━━ Source records
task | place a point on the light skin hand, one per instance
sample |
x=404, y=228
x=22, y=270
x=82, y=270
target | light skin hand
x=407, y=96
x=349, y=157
━━━━
Please write out all of the entries above as a numbered list and omit any blank lines.

1. task | place a point on the light skin hand, one per instance
2. sample |
3. x=404, y=228
4. x=22, y=270
5. x=82, y=270
6. target | light skin hand
7. x=407, y=96
8. x=349, y=157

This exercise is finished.